— begin Extracted records —

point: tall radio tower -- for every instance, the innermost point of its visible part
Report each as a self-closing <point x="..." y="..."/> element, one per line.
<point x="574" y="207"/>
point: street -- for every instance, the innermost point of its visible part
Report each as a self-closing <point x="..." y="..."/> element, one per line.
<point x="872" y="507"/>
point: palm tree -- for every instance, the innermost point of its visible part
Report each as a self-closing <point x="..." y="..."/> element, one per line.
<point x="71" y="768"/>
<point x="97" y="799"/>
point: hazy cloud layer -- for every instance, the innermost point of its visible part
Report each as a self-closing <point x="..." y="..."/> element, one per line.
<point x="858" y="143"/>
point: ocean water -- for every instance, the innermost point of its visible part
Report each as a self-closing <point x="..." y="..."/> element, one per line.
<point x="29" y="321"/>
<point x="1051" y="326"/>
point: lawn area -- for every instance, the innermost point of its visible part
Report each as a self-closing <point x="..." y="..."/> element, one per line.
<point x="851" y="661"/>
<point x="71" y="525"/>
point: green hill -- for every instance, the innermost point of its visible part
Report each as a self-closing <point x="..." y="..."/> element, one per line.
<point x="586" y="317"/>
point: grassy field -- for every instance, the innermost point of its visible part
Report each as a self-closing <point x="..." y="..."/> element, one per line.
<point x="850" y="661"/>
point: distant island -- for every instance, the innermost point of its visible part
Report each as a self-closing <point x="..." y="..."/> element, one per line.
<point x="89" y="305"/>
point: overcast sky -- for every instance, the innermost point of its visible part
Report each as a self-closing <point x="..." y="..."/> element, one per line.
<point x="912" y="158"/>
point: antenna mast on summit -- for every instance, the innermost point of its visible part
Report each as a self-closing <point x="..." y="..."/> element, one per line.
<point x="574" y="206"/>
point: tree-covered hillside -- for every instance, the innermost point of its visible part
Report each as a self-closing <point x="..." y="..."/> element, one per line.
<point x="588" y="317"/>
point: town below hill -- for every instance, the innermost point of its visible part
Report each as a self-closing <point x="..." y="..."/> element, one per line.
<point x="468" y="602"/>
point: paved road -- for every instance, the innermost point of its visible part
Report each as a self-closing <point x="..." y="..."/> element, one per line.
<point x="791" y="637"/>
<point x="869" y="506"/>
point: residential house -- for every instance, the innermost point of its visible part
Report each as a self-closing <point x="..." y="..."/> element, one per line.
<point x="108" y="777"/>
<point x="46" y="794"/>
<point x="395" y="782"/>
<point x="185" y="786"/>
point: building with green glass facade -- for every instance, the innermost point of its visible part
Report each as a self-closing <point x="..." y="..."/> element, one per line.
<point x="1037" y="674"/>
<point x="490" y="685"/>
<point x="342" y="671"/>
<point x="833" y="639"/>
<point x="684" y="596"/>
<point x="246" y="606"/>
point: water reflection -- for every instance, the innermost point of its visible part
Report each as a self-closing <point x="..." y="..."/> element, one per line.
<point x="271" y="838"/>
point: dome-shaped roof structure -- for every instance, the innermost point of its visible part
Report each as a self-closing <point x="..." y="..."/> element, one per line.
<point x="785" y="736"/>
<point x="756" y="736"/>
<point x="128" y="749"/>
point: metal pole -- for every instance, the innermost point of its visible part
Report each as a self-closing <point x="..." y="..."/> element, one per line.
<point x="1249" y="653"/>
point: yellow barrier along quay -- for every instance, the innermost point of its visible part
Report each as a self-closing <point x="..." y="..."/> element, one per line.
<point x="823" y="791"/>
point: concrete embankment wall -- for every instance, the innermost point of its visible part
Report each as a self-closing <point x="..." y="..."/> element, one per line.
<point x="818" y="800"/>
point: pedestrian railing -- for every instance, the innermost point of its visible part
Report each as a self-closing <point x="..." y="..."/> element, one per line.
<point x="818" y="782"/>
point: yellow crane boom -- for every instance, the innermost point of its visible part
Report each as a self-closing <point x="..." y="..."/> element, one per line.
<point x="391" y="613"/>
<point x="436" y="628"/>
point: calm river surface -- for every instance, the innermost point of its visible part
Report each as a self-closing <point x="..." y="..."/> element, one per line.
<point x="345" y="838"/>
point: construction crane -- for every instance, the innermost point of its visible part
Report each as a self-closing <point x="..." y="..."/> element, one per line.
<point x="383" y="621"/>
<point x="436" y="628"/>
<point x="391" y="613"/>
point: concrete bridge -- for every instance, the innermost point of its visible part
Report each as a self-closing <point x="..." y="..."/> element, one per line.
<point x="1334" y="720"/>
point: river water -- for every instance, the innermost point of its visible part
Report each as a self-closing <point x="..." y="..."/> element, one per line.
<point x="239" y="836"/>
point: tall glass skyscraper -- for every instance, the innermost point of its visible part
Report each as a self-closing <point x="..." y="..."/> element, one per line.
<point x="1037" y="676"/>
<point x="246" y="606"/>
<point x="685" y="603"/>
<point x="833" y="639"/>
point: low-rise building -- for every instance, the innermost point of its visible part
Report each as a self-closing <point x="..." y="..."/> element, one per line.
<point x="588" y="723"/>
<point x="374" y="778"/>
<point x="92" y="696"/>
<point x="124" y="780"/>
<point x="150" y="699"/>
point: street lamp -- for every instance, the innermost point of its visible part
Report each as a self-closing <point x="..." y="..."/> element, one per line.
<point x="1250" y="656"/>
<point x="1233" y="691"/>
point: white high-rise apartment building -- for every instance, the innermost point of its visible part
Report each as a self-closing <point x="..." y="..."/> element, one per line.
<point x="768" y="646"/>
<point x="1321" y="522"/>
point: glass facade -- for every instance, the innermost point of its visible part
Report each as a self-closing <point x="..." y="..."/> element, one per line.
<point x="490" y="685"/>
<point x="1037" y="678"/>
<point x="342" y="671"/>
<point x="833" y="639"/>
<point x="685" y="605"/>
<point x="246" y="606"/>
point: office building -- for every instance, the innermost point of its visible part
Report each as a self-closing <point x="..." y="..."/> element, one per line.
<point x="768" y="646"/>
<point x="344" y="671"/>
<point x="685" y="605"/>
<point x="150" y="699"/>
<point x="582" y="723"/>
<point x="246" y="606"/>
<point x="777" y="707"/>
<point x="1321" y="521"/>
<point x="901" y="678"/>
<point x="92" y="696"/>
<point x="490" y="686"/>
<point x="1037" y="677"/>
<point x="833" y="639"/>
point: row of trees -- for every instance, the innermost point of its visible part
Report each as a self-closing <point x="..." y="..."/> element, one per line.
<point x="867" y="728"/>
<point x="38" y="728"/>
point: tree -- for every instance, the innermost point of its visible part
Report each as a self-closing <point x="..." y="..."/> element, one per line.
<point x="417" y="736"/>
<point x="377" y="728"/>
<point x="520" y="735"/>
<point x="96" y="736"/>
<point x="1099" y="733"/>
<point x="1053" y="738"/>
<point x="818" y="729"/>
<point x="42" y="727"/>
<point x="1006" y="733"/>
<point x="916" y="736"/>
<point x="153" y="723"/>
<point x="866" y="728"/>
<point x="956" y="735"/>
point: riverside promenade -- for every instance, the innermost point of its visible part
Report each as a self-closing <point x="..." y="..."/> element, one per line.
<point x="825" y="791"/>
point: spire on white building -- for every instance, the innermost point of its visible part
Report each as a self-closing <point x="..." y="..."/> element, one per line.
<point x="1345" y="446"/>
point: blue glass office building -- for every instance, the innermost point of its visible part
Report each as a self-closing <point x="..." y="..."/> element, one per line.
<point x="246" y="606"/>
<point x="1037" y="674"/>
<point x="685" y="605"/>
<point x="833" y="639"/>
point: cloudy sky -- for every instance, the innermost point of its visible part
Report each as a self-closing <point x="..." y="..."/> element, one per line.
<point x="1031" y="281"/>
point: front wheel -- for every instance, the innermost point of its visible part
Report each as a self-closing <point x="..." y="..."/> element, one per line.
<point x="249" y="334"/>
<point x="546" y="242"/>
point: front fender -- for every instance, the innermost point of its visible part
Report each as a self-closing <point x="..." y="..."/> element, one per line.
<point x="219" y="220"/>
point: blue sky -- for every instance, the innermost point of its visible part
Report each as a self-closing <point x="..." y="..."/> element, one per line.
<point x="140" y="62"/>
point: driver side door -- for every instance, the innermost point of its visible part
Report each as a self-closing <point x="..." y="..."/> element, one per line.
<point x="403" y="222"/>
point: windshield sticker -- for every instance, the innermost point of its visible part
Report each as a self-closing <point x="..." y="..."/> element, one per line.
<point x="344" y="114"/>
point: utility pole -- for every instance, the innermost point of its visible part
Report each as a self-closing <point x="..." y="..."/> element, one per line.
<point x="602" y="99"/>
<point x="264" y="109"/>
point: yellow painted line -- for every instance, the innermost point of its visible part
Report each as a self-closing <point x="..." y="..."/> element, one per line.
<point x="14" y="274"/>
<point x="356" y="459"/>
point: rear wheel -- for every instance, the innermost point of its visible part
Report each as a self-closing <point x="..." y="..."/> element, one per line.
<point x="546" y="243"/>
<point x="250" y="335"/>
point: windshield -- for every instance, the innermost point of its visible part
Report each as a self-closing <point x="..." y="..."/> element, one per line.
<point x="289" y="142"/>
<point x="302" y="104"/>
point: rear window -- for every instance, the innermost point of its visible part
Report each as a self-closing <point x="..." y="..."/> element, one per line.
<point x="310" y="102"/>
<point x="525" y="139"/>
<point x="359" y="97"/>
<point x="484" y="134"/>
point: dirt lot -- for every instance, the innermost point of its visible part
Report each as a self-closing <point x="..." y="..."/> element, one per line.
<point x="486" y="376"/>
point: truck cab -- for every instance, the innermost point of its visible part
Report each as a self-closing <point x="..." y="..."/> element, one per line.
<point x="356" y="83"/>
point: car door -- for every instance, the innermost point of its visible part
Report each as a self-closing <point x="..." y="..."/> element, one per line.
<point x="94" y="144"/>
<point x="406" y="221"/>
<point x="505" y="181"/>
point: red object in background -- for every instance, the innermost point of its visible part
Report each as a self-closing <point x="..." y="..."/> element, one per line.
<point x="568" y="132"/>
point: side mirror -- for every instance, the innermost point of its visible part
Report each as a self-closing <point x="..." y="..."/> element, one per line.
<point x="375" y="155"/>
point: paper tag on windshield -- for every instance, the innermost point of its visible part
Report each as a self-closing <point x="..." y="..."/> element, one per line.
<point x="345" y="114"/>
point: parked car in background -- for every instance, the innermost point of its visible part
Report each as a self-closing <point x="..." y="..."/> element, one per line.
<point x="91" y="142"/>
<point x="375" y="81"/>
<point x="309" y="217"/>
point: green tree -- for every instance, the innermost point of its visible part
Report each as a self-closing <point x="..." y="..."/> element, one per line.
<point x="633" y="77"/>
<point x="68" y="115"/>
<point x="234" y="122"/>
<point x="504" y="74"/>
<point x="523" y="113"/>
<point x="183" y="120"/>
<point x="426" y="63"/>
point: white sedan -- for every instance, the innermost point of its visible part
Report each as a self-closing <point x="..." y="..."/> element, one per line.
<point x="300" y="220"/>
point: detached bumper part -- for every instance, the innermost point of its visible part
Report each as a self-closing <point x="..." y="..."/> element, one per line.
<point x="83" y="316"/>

— end Extracted records —

Your task is to extract the lines running from the one with "point: dirt lot" to the end of the material, inclusive, copying each exactly and adding nothing.

point: dirt lot -- for every instance, the innermost point of its visible part
Report each as a self-closing <point x="..." y="..."/> element, one per line.
<point x="486" y="376"/>
point: truck cab -- for every instance, the innermost point of its visible part
Report each as a self-closing <point x="..." y="..."/> element, one per line.
<point x="356" y="83"/>
point: car door -- for every instance, the innermost point of its visible part
Report each as a self-closing <point x="..." y="..."/> element, one per line.
<point x="94" y="144"/>
<point x="406" y="221"/>
<point x="505" y="181"/>
point: red object in background -- for every instance, the innermost point of its visible part
Report each as a self-closing <point x="..." y="..."/> element, one per line.
<point x="568" y="132"/>
point: side mirror -- for every instance, the innermost point of its visible part
Report each as a self-closing <point x="..." y="..."/> element, one per line.
<point x="375" y="155"/>
point: paper tag on windshield -- for every instance, the innermost point of its visible part
Report each as a self-closing <point x="..." y="..."/> element, one per line.
<point x="345" y="114"/>
point: parked car in background -- for every instance, the innermost point of its visible part
Report each as a self-closing <point x="..." y="..."/> element, one per line.
<point x="91" y="142"/>
<point x="375" y="81"/>
<point x="309" y="217"/>
point: green tree -- for every instance, the innermost point of its visible part
Report each as a self-closing <point x="..." y="..."/> element, one per line.
<point x="633" y="77"/>
<point x="68" y="115"/>
<point x="234" y="122"/>
<point x="504" y="74"/>
<point x="523" y="113"/>
<point x="183" y="120"/>
<point x="426" y="63"/>
point: white sedan -- for every instance, the innermost point of its visible part
Report each as a self-closing <point x="..." y="..."/> element, one per line.
<point x="300" y="220"/>
point: detached bumper part -- for every instance, the innermost point of its visible part
Report each as a self-closing <point x="..." y="..."/> element, one per line.
<point x="83" y="316"/>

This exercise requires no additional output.